● MATERIAL SHOWN:
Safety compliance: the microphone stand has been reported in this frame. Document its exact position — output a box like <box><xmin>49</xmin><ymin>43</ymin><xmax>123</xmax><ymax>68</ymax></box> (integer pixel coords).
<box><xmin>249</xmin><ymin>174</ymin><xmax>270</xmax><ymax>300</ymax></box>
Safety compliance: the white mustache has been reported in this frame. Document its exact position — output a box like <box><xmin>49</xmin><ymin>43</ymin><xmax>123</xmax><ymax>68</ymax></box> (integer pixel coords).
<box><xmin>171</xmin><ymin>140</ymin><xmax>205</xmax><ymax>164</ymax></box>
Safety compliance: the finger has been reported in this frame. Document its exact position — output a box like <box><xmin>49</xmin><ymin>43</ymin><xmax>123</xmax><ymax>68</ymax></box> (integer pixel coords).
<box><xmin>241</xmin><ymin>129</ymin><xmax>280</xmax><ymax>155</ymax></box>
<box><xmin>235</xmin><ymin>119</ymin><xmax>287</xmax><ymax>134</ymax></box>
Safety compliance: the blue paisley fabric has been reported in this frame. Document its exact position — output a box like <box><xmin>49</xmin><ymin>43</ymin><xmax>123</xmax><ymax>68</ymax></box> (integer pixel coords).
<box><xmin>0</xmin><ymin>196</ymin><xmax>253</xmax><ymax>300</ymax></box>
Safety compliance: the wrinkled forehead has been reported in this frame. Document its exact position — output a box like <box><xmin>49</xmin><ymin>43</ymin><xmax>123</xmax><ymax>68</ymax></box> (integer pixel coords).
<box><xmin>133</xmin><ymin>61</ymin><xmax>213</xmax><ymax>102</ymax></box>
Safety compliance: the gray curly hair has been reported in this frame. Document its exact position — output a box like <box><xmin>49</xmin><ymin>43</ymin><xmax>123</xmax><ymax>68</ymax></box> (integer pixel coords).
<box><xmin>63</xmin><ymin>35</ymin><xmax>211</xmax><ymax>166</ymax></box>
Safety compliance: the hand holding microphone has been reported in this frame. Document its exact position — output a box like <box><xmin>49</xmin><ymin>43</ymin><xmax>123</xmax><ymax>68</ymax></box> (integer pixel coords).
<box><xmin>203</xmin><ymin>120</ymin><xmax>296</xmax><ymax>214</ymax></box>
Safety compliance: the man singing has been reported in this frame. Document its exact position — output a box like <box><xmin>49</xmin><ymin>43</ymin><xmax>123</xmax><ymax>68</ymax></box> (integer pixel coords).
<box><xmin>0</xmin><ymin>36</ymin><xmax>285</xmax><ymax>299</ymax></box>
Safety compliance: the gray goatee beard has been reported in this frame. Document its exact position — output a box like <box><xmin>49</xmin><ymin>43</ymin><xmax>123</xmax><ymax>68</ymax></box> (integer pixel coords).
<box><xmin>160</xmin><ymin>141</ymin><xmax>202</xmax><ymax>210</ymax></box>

...

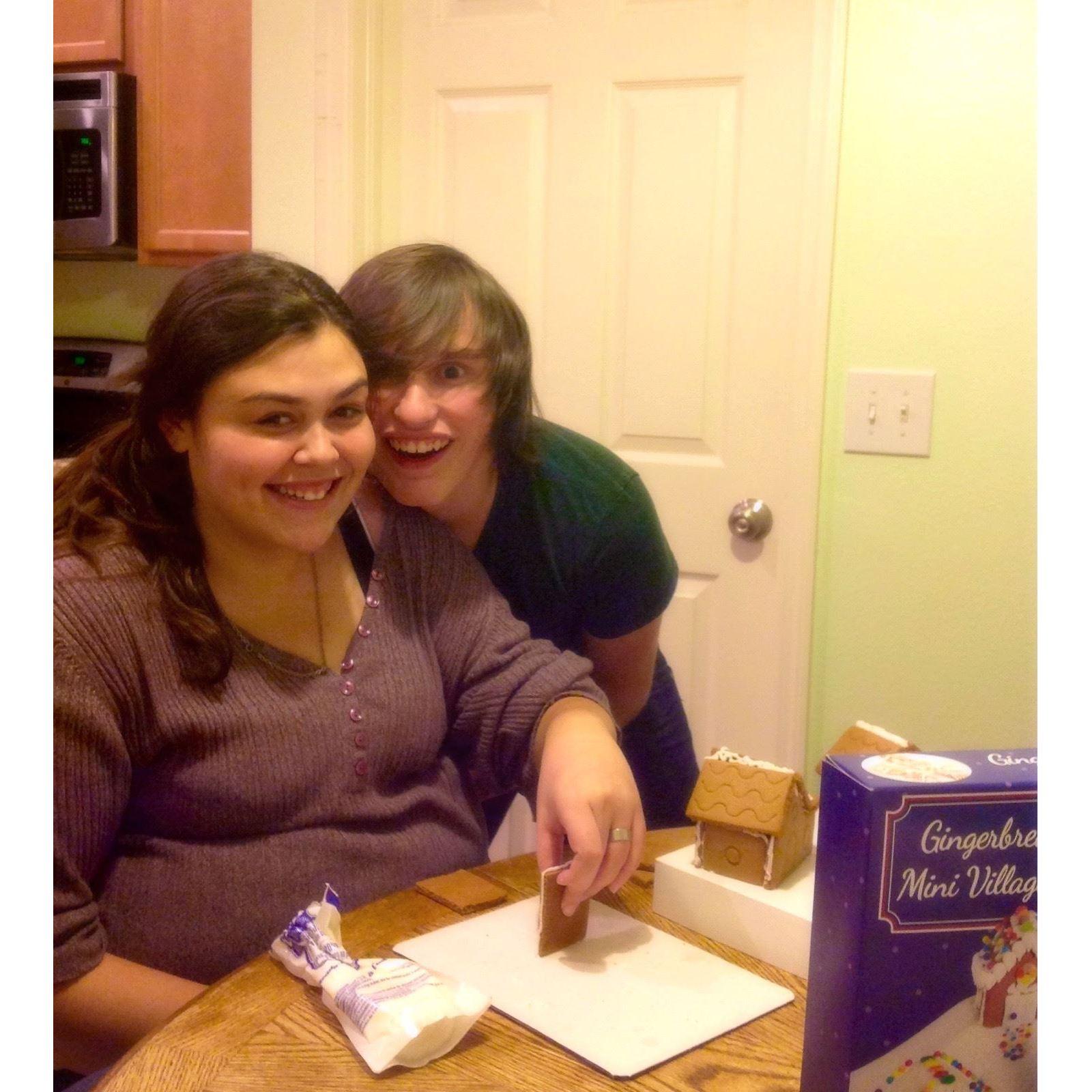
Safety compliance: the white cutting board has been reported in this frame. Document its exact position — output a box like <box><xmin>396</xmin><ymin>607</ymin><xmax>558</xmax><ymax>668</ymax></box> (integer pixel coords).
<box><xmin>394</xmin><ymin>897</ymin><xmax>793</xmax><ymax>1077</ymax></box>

● WORK TO DO: Filter the records for lines containing the string "white", and copy each such line in full. Case counts.

● REPLY TO THE EXERCISE:
Safety compliance: the white mustache has been reported in this frame. Document its exact position — output a box like <box><xmin>49</xmin><ymin>43</ymin><xmax>123</xmax><ymax>68</ymax></box> (integer pixel coords).
Safety compliance: the white cutting board has been reported in this frame. Document its exact position — output a box like <box><xmin>396</xmin><ymin>607</ymin><xmax>558</xmax><ymax>668</ymax></box> (integer pixel coords).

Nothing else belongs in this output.